-- begin INFORMATION GIVEN --
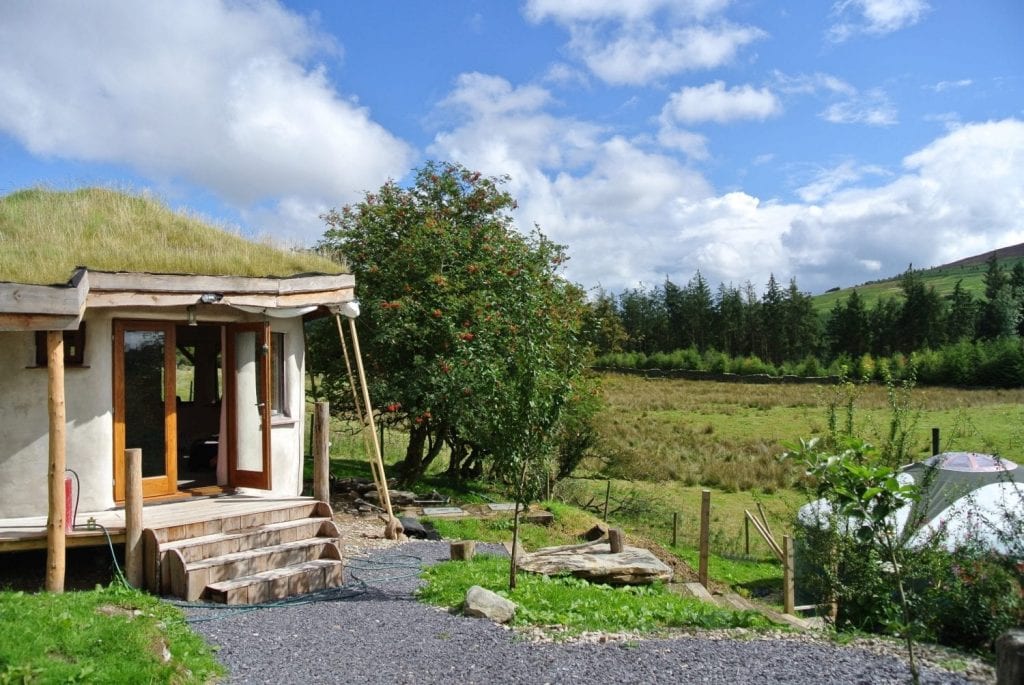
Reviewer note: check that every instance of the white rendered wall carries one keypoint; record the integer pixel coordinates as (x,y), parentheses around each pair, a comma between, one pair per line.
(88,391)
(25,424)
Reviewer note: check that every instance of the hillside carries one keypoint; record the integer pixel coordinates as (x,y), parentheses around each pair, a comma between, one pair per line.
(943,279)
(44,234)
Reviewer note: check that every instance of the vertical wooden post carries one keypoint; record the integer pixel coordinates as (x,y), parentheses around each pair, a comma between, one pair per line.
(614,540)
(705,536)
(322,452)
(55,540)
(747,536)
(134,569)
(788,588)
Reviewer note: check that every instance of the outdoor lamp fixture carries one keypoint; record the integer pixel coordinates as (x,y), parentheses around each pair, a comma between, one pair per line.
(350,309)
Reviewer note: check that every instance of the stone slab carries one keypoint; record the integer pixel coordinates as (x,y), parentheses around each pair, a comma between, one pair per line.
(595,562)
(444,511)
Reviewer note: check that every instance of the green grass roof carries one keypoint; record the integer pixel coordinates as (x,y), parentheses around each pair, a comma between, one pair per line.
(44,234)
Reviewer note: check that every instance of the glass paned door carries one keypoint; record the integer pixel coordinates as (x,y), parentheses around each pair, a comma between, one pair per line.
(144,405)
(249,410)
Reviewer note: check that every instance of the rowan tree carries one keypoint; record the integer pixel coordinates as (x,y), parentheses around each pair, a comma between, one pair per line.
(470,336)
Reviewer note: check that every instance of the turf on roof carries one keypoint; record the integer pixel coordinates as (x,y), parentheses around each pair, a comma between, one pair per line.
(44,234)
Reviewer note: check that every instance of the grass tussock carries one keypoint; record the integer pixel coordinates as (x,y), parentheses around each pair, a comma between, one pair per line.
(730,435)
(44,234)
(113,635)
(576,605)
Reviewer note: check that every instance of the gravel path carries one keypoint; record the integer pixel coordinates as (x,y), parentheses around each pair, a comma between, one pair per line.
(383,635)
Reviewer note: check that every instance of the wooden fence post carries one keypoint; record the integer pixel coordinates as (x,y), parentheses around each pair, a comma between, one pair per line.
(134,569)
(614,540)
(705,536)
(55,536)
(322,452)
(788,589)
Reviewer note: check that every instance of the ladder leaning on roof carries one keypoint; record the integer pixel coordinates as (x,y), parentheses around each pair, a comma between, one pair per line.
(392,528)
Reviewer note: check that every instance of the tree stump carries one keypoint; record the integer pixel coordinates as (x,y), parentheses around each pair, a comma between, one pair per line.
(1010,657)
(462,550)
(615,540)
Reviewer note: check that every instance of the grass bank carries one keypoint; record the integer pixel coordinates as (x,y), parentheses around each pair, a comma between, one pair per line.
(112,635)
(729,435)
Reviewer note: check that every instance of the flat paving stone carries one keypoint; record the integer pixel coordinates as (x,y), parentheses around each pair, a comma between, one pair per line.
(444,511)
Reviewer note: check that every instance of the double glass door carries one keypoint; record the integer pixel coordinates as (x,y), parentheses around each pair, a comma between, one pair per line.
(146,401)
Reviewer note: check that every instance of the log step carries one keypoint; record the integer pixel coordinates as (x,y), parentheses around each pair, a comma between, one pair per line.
-- end INFORMATION GIVEN --
Reproduce the material word for word, minus the images.

**RESULT BELOW**
Reviewer note: check that every instance of the white rendered wall carries one keypoint; record the integer pixel coordinates as (x,y), parentheses around each pair, a comma between, one pair per line.
(88,391)
(25,424)
Reviewer note: check that every instance of the hillside carries one keypoint; record the integer pixel coordinates as (x,y), parentheses around each pair, a comma between, one pair per line.
(943,279)
(44,234)
Reviewer note: check that every instance of the vertical wooden post carries one keypoint; record the integer pixel coordinates as (x,y), parentheses around each pair, a comma between, one pair per line.
(614,540)
(705,536)
(322,452)
(55,540)
(747,536)
(134,569)
(788,588)
Reviewer note: check that every instance of the outdoor lamp fixture carries one keypoint; record the integer pixel coordinates as (x,y), parentheses around each pair, a comma between, one pair per line.
(350,309)
Reviewer note: check that every instance of the stone slab carries one keypoint; record the integer pixel coordinates as (x,y), parentheses around each pair, a comma between, one pair per line.
(595,562)
(444,511)
Reviewer note: check that every instance of the green grass roof carries one keypoint; record the integer pixel coordinates as (x,y), parentheses around each pair, a comma between, one pair per line.
(44,234)
Reviewer note: check that every instance of the glass paned door carries one keypoint; record the integer pixel coordinates as (x,y), parentheses around each pair, a comma between, one pair per line.
(144,405)
(249,410)
Reviewer note: check that every instance of the rowan tree carries one keypoint; record the integer pixel coordinates as (x,y), parentheses around each pair, a comma between, one pair per line.
(470,336)
Reviewer note: check that every instance of the turf on roof carries one keypoint; record the integer pixel coordinates as (x,y), parentheses around each pair, a comma between, one pair per line.
(44,234)
Reviewer note: check that every instance of the grass tussock carries one keypoint; record the integer pixel coordinates as (x,y), parentheses around each pair, a comma between, one pair per line.
(730,435)
(44,234)
(113,635)
(576,605)
Reviewer note: check that every instance of the gravel path carries one keypoint; record the integer pixel coordinates as (x,y), parentheses around each pair, a comma between, one pair per line.
(383,635)
Reviewer note: check that every instance of the wooden fence post carries one keypoint; record the integer pixel coordinates as (x,y), parentheses around each pair, a comma between, one pair per line.
(134,569)
(614,540)
(705,536)
(55,536)
(322,452)
(788,589)
Reviewer note: check that every instance of the ladder leaning on roof carries one keypoint; record the integer pixel coordinates as (x,y), parentheses around each pair, a comma between, one pair per line.
(392,528)
Reviewer note: check that every instance of the tree stump carries one keypoint; record the integer pixel coordinates as (x,y), parentheses around each pair, a comma between, one pair per line.
(1010,657)
(462,550)
(615,540)
Reviewer note: check that every instance of the grass bank carries one keypoint; record the integer pixel coordinates as (x,y), parentheses around each pair, a comma between, one pair per line.
(112,635)
(729,435)
Reviewer note: check that every instance of the flat paving stone carries one keypoint; record the integer pixel coordinates as (x,y), parentheses around each pair, a comma between, one pair per line.
(444,511)
Reviewer note: check that every instance of the double glass door carries one keypoint; record the integer pixel coordinates as (x,y), parentheses around each pair, a comma between, one pair per line.
(146,401)
Reviewer note: check that every instance of the log step carries one keypoint; record the integer pixel coordinates as (x,y), parentheses around each pair, a comma between, one pair per line.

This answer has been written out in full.